── Records shown ──

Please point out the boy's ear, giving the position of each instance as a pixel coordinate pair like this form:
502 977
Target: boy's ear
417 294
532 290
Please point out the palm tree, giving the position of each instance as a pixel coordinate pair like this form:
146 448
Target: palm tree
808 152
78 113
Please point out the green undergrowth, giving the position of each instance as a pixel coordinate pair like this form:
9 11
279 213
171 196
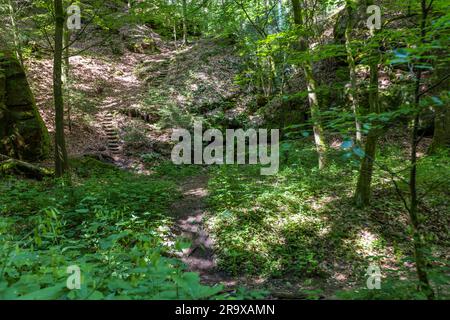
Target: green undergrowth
111 224
302 222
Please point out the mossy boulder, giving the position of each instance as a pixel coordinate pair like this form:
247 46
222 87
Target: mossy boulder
23 134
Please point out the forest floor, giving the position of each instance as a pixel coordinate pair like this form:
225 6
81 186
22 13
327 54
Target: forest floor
296 234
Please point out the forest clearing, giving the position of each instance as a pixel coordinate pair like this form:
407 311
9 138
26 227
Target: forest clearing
224 150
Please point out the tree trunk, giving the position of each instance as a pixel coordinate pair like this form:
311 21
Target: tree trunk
66 74
184 4
17 42
353 93
61 163
418 239
314 105
363 188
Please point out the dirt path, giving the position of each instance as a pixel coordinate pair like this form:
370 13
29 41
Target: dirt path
190 214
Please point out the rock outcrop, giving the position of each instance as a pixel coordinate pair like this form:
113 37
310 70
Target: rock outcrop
23 134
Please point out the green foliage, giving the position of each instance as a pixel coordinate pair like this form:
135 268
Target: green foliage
302 221
110 223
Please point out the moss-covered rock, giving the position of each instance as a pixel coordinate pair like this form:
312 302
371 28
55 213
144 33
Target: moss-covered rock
23 134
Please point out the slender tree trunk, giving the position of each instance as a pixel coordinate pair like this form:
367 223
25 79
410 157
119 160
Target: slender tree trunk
66 74
363 188
16 39
353 93
184 5
312 89
61 163
419 241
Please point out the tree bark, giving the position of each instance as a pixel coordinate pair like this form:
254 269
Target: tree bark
16 39
353 93
311 83
418 239
363 188
184 9
61 162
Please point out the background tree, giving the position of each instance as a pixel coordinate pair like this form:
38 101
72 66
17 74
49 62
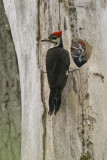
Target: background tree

───

(Exercise goal)
Write out every one of the records above word for word, leaving the pictures out.

(Task solution)
Please point out the boy's ear, giving the position of each instance as a pixel coordinate pair like this form:
502 977
Target: boy's ear
417 294
532 290
Please point out the palm tree, giving the position of each instance as a pixel coordinate pair like this form:
146 448
Target: palm tree
808 152
78 113
Please point out the green undergrowth, giving the position of each instance as a pixel coordinate pair like this form:
9 11
279 213
171 196
Target: green undergrowth
111 224
302 222
Please point out the mossy boulder, giving the position of each instance as a pixel coordinate pair like this form:
247 46
222 87
Target: mossy boulder
23 134
Please point out the forest floor, giving the position of each instance as a pixel coordinate pair like this form:
225 6
81 186
22 13
327 54
Target: forest floor
296 234
Please point out the forest clearing, giving the position of each instance as a pixel coordinate pair like this form:
407 311
9 138
26 227
Target: forest clearing
224 150
Please point out the tree trunk, giving the position of each instance as a pixel coordinate pair like this form:
311 21
Target: tree trunk
66 74
184 4
17 42
353 93
61 163
418 239
314 105
363 188
Please point out the dirt path, giving the position of each instance as a pixel coordinate pair like this form:
370 13
29 41
Target: dirt path
190 214
Please point out the rock outcrop, giving the position of each instance as a pixel coordinate pair like this form:
113 37
310 70
Target: rock outcrop
23 134
Please point out the green foliage, giving the position of each instance as a pixel coordinate pair like this form:
135 268
Target: green foliage
302 221
110 223
Please point out the moss-covered rock, giving the position of each instance as a pixel coordinate pair like this form:
312 302
371 28
55 213
144 33
Target: moss-covered rock
23 134
Please point out the slender tree trunk, giving the position of each instance as a pixel coordinate pair like this form:
367 223
25 79
410 157
119 160
Target: slender tree trunk
66 74
363 188
16 39
353 93
184 5
312 89
61 163
419 241
Please point out the tree bark, giving the position of each instance as a pixel coordinate pair like this form:
254 269
Target: tree bark
16 39
353 93
311 83
418 239
363 188
184 9
61 162
Please point out the background tree, giving the position of each instance as a pixel coordinate pair like this form:
38 101
72 66
17 74
49 62
Target: background tree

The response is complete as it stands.